*WHAT THE TASK ASKS:*
Write out only the tail of the records, beginning at the line containing "Would you kindly locate the military truck" and including the last line, exactly as written.

*EXERCISE MATERIALS:*

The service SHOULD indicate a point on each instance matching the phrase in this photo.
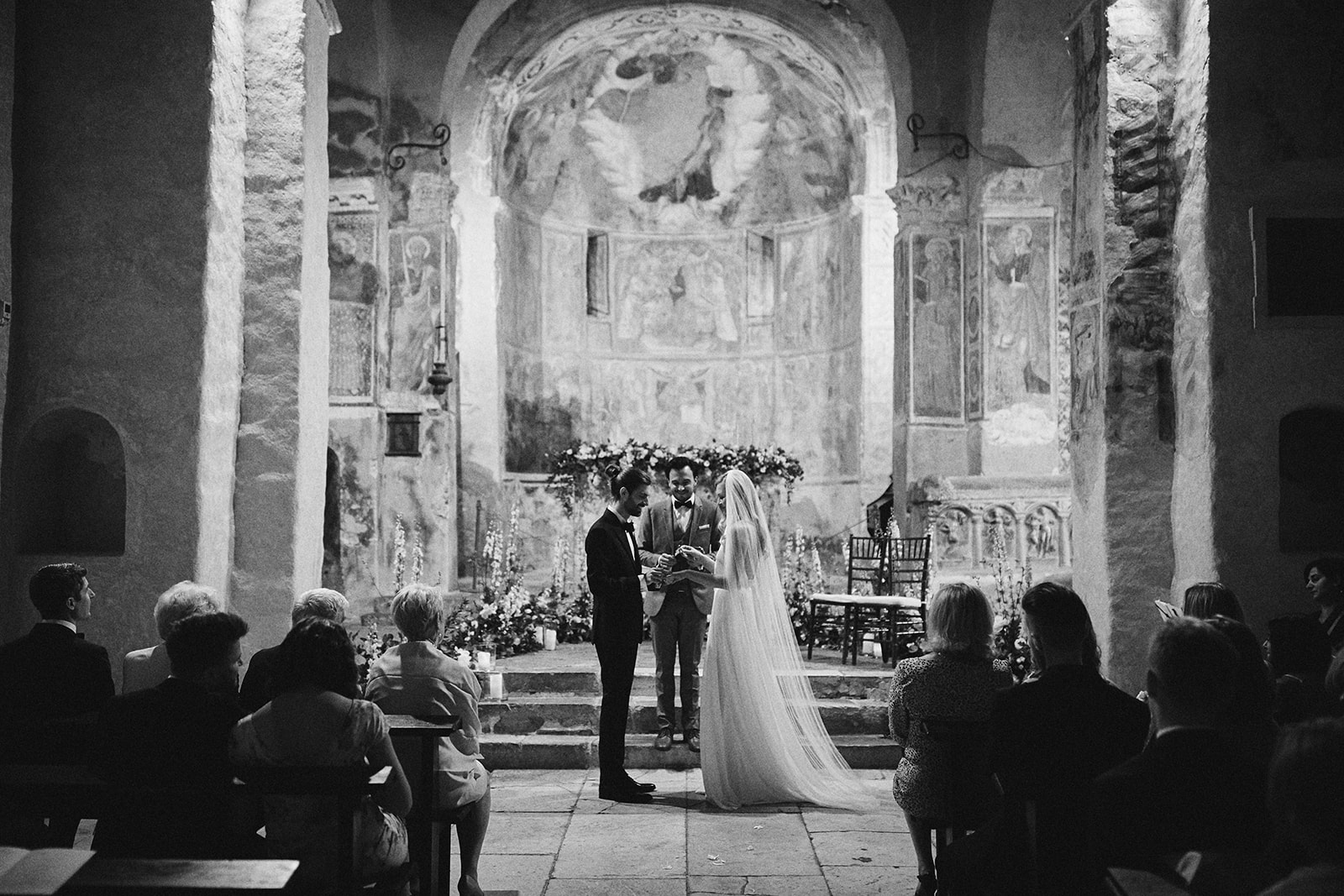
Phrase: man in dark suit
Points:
(678, 614)
(1054, 735)
(617, 584)
(168, 747)
(315, 604)
(54, 681)
(1189, 790)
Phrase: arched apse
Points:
(488, 74)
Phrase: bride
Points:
(761, 735)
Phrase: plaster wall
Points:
(1274, 134)
(109, 254)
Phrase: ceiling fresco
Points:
(679, 129)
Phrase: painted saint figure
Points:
(1019, 316)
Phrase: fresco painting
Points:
(685, 129)
(417, 305)
(355, 288)
(936, 327)
(1019, 329)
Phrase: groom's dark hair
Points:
(628, 479)
(682, 461)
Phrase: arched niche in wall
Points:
(71, 496)
(1310, 479)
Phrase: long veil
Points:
(773, 736)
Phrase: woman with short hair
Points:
(940, 712)
(417, 679)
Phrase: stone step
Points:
(578, 715)
(580, 752)
(827, 684)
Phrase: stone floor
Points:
(551, 836)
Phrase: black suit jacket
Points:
(615, 580)
(1187, 790)
(54, 681)
(1053, 736)
(172, 738)
(255, 691)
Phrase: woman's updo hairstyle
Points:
(628, 479)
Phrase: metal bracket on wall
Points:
(914, 123)
(396, 156)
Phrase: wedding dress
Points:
(761, 734)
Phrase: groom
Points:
(678, 616)
(617, 584)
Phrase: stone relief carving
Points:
(1043, 533)
(933, 195)
(952, 535)
(1014, 187)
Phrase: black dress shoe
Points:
(624, 794)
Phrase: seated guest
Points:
(1249, 719)
(1055, 732)
(318, 719)
(417, 679)
(1207, 600)
(315, 604)
(1326, 584)
(1299, 656)
(1305, 797)
(1189, 789)
(174, 738)
(942, 778)
(54, 681)
(148, 667)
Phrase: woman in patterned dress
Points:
(940, 719)
(316, 719)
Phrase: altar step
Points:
(580, 752)
(550, 720)
(578, 715)
(827, 684)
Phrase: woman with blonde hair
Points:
(940, 712)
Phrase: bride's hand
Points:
(696, 559)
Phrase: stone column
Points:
(878, 284)
(1121, 300)
(281, 459)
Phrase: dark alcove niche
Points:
(1310, 479)
(71, 496)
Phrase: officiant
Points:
(678, 614)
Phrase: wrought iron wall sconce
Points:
(916, 123)
(440, 379)
(396, 157)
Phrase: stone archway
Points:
(480, 103)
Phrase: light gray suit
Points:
(678, 616)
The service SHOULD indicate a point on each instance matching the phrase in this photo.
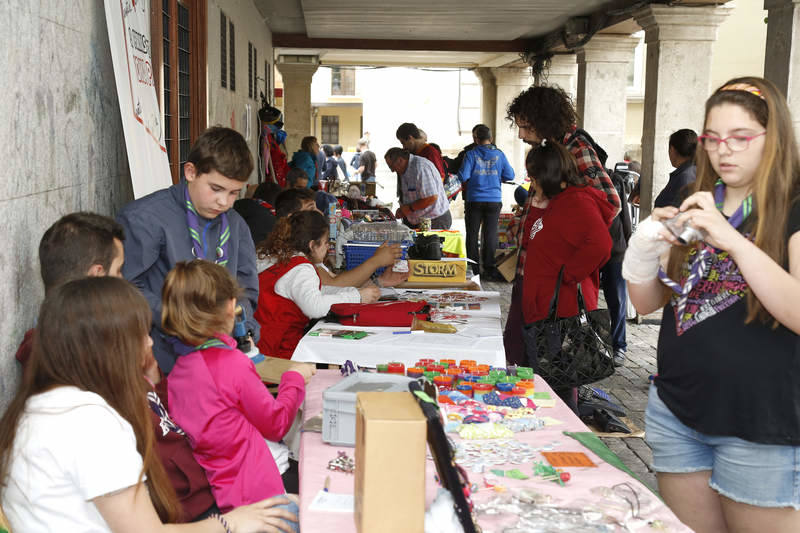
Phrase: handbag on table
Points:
(572, 351)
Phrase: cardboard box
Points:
(391, 434)
(451, 271)
(507, 264)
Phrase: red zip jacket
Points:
(571, 231)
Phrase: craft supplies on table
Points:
(475, 316)
(589, 488)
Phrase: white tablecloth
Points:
(479, 338)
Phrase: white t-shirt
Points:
(70, 448)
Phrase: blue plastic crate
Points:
(356, 252)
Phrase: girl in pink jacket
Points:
(216, 395)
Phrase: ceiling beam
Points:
(297, 40)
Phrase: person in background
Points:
(484, 168)
(567, 226)
(328, 169)
(76, 443)
(337, 155)
(216, 394)
(258, 212)
(723, 415)
(291, 292)
(296, 178)
(306, 158)
(355, 161)
(682, 146)
(410, 136)
(193, 219)
(369, 164)
(421, 191)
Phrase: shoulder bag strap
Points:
(553, 315)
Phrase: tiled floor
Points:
(627, 387)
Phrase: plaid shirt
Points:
(590, 168)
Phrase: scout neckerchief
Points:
(266, 205)
(198, 245)
(697, 269)
(182, 348)
(212, 343)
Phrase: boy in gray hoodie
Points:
(193, 219)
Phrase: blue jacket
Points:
(483, 169)
(306, 161)
(157, 237)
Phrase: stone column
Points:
(297, 72)
(563, 72)
(677, 82)
(603, 65)
(488, 97)
(782, 60)
(510, 82)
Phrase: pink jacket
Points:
(217, 397)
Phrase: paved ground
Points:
(627, 387)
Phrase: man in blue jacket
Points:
(193, 219)
(483, 170)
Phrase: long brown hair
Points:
(775, 185)
(91, 335)
(292, 235)
(194, 301)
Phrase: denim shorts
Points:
(764, 475)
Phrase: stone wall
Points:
(226, 107)
(62, 145)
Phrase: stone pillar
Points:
(782, 60)
(297, 72)
(677, 82)
(563, 72)
(603, 65)
(488, 97)
(510, 82)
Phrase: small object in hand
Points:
(685, 233)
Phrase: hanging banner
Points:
(128, 24)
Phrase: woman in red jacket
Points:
(567, 225)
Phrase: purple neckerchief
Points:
(697, 269)
(198, 242)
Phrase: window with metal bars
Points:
(330, 129)
(223, 49)
(249, 69)
(179, 68)
(232, 56)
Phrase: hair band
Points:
(746, 87)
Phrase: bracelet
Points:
(222, 521)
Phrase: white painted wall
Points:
(61, 145)
(225, 107)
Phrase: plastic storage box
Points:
(339, 403)
(356, 252)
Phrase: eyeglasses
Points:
(736, 143)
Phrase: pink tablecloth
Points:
(315, 454)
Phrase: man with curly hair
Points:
(547, 113)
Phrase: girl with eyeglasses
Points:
(723, 417)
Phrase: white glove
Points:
(643, 257)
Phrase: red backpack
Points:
(390, 314)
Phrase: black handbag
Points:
(573, 351)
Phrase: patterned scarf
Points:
(698, 267)
(195, 232)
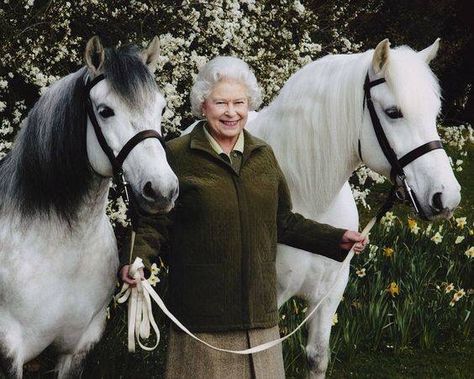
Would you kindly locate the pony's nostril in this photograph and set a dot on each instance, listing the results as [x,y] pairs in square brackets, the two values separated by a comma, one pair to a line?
[437,202]
[149,192]
[174,194]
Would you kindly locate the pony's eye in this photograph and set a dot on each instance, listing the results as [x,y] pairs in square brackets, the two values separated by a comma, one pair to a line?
[394,112]
[106,112]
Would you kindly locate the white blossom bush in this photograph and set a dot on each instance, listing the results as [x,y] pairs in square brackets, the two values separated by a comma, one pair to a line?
[46,41]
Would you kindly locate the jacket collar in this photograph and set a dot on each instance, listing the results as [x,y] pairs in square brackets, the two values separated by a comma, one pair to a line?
[199,141]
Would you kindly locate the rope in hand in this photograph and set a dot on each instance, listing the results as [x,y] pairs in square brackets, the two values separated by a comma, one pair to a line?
[140,315]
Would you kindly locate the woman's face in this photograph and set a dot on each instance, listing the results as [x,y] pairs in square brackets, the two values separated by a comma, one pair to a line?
[226,110]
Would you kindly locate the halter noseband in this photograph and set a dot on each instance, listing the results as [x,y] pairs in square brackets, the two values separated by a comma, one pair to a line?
[401,188]
[115,161]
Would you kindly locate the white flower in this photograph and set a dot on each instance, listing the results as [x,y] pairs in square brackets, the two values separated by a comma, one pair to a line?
[361,272]
[437,238]
[460,222]
[449,288]
[459,239]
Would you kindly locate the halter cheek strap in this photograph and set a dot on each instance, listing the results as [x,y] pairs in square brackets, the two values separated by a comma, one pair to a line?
[115,161]
[401,188]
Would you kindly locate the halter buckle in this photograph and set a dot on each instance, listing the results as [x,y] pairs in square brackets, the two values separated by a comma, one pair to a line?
[403,191]
[124,185]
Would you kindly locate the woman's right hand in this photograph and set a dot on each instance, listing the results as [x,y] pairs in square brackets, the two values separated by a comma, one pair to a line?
[124,275]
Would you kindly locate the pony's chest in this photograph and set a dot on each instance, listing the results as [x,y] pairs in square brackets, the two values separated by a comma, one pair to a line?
[73,273]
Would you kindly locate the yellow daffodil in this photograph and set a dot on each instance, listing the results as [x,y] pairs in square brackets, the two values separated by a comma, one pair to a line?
[470,252]
[459,239]
[393,289]
[388,252]
[449,288]
[154,269]
[413,226]
[461,222]
[437,238]
[428,229]
[360,272]
[388,219]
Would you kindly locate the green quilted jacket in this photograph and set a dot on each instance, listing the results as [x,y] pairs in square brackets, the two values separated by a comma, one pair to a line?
[223,232]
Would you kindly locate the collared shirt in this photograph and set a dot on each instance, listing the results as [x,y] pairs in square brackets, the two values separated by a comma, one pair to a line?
[235,156]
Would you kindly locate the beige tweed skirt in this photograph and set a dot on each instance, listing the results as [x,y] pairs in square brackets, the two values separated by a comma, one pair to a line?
[188,358]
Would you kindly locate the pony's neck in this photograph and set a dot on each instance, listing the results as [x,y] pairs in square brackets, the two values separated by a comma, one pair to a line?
[313,127]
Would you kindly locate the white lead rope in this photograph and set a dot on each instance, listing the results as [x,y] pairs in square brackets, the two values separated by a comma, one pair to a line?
[140,315]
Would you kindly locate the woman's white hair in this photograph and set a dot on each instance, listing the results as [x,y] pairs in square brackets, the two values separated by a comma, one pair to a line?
[221,68]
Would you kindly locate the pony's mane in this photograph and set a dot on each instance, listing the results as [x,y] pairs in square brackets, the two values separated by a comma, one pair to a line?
[315,158]
[47,171]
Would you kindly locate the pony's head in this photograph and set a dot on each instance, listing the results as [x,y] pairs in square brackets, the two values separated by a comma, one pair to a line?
[56,158]
[407,105]
[125,103]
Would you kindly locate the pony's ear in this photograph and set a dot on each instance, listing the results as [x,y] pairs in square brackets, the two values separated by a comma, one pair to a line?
[94,55]
[151,54]
[381,55]
[430,52]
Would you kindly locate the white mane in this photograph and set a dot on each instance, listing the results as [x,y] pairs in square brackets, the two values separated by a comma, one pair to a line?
[315,157]
[320,111]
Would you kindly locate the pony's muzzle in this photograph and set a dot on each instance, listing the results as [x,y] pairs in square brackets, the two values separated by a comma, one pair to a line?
[155,199]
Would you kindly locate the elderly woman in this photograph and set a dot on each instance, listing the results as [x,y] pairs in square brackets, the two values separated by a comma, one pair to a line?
[233,208]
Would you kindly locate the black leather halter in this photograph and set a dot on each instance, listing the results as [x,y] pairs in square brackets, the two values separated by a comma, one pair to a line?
[115,161]
[401,188]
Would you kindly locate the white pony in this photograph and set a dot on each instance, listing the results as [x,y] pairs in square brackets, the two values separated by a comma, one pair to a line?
[57,247]
[321,130]
[315,126]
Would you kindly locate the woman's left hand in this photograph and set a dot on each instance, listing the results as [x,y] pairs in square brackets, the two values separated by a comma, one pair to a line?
[353,239]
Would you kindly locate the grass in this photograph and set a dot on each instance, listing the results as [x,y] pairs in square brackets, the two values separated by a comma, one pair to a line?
[455,360]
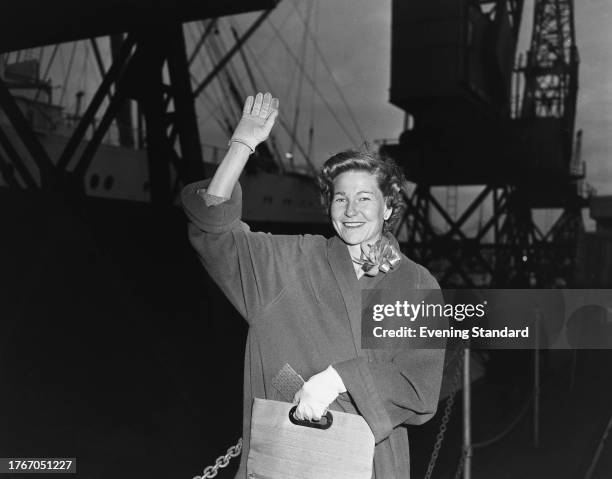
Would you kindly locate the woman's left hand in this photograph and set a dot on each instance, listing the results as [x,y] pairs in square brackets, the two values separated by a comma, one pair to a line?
[317,394]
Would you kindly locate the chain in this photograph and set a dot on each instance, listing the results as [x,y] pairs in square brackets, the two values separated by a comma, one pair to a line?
[222,461]
[445,418]
[461,464]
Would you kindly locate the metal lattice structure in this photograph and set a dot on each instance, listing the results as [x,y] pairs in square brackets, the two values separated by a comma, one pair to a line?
[149,67]
[504,151]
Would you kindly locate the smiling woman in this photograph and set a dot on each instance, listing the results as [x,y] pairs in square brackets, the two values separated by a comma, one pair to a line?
[364,198]
[301,295]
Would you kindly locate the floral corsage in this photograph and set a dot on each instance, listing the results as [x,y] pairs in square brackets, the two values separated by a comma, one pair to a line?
[384,255]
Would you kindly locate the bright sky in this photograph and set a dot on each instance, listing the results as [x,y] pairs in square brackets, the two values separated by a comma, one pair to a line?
[354,36]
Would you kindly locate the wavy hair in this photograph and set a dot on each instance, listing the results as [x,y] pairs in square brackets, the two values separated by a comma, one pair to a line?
[389,176]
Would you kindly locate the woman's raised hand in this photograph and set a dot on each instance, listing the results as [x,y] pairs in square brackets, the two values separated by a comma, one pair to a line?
[258,116]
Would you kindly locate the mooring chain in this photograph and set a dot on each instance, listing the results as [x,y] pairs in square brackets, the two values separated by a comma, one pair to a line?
[445,418]
[461,464]
[222,461]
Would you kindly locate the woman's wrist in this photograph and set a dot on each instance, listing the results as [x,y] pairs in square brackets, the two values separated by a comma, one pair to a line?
[239,147]
[242,141]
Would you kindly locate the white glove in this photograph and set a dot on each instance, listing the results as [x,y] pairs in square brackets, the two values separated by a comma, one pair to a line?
[258,116]
[317,394]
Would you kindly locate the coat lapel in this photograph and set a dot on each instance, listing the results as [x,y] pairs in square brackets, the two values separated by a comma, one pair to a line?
[342,267]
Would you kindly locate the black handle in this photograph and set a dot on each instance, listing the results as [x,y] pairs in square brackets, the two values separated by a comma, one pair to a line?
[324,423]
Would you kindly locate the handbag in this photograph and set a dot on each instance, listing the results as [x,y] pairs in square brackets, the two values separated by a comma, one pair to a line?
[338,446]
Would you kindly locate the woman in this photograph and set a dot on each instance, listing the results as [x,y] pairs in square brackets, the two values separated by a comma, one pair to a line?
[301,295]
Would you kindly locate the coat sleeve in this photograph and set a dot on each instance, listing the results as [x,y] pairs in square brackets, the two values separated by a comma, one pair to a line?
[251,268]
[401,390]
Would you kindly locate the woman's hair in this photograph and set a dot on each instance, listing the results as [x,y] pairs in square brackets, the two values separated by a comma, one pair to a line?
[389,176]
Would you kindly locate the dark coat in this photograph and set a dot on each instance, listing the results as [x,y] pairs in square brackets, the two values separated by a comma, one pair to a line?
[302,301]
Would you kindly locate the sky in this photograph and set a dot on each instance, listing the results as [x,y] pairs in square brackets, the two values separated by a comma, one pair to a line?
[354,36]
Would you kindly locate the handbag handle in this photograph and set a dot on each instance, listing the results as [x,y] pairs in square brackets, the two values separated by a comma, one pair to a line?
[319,424]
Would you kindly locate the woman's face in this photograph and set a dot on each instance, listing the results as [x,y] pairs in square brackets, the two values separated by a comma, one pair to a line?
[358,209]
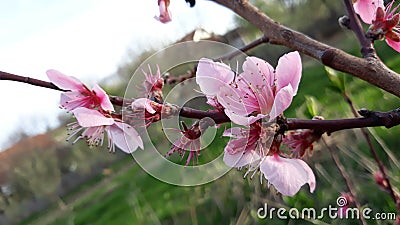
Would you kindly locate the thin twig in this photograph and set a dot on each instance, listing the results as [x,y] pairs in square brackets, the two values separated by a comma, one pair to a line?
[40,83]
[369,119]
[369,69]
[367,49]
[192,73]
[372,150]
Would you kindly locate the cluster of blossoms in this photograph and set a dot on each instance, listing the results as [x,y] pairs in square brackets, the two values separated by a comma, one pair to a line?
[254,99]
[94,113]
[383,20]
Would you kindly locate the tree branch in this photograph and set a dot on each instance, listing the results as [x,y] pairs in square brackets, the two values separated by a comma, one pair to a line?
[369,69]
[370,118]
[116,100]
[367,49]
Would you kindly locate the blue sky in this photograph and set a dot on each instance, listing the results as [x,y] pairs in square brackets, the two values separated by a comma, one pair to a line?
[87,39]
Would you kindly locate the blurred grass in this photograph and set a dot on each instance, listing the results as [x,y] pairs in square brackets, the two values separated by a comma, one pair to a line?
[130,196]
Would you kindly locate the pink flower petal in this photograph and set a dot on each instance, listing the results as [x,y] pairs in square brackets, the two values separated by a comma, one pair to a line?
[105,102]
[288,71]
[236,132]
[232,99]
[258,72]
[143,103]
[165,14]
[64,82]
[211,76]
[282,101]
[125,137]
[243,120]
[367,9]
[240,159]
[91,118]
[287,175]
[395,45]
[68,96]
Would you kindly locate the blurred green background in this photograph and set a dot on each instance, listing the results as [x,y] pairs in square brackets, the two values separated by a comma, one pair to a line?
[50,181]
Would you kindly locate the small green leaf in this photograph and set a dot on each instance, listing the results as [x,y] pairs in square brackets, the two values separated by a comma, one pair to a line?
[312,106]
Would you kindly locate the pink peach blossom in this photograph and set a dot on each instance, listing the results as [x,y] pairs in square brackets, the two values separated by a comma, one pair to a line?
[248,148]
[165,14]
[260,91]
[188,142]
[211,76]
[287,175]
[367,9]
[78,94]
[96,125]
[386,25]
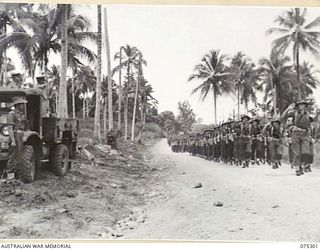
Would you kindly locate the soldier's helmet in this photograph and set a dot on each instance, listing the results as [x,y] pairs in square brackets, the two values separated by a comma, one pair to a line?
[306,102]
[275,120]
[255,119]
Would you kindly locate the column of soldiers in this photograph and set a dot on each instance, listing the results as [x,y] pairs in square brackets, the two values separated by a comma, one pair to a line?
[255,141]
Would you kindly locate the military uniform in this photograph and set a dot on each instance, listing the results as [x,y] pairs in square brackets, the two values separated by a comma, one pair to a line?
[18,122]
[237,142]
[257,149]
[300,136]
[245,143]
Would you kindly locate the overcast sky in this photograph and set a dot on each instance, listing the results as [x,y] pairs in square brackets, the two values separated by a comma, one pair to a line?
[173,40]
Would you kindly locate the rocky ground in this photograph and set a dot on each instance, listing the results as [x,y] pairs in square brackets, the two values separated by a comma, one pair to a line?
[149,192]
[214,201]
[99,198]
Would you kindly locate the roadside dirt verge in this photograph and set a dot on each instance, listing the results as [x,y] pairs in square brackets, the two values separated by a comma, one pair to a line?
[97,199]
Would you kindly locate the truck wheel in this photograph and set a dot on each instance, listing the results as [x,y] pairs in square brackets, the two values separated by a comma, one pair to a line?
[28,165]
[60,160]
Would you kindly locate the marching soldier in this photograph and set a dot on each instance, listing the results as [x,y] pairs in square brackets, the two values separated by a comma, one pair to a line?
[17,124]
[245,143]
[287,137]
[300,133]
[237,142]
[224,142]
[257,150]
[230,143]
[275,143]
[217,144]
[309,160]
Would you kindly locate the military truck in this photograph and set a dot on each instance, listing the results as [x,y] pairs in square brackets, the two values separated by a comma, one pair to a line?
[47,138]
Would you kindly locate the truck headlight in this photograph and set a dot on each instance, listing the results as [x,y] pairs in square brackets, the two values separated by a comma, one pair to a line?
[5,130]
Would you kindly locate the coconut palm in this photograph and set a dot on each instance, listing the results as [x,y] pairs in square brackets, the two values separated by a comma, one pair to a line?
[131,63]
[97,128]
[62,101]
[214,77]
[110,105]
[295,31]
[84,82]
[45,36]
[308,78]
[278,80]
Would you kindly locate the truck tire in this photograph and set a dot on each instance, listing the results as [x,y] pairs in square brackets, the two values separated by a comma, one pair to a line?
[59,159]
[28,164]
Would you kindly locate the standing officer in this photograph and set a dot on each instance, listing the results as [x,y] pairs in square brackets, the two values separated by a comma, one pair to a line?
[300,133]
[257,148]
[16,124]
[245,143]
[237,141]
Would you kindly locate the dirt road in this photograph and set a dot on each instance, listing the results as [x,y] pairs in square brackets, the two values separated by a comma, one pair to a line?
[259,203]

*TASK OUTPUT:*
Would you kindly locate the military truck in this photograph and set a dot on each instance, listing the results as [x,y] pairs in square brackets, the two values separated by a comma, one pair to a line?
[47,138]
Would you kindly locate the truck headlight in this photograph and set a dot on each instance, listing the results as [x,y] pairs in square brackets, the two values separated by a comma, one pair to a line?
[5,130]
Would you kindly locate the coconut palm in this photograph and set a dot on each instance, listing the results as [x,y] pairs in square brackets, the two values separated by a comma, one pair to a line?
[131,63]
[97,128]
[62,101]
[214,77]
[110,105]
[295,31]
[84,82]
[45,36]
[308,78]
[278,80]
Would you kindly locate the truck tire in this photograph and set a dot on each instance, listing the results as [x,y] pairs in square brackets, the two values separated by a comma, one pair to a line?
[59,159]
[28,164]
Would you kindly locate the standing officer in this photograph and set a dot on each instance, listing the results as [x,y] pairs in square brackets, the two values separated by a comma, one pair to a line?
[300,133]
[257,148]
[16,124]
[245,143]
[237,141]
Would you kindly locate the dirt road in this photograph and set a dot on each instance, listing the results as [x,y] pairs in square brackets, the two values separated by a comma, one pair to a line?
[259,203]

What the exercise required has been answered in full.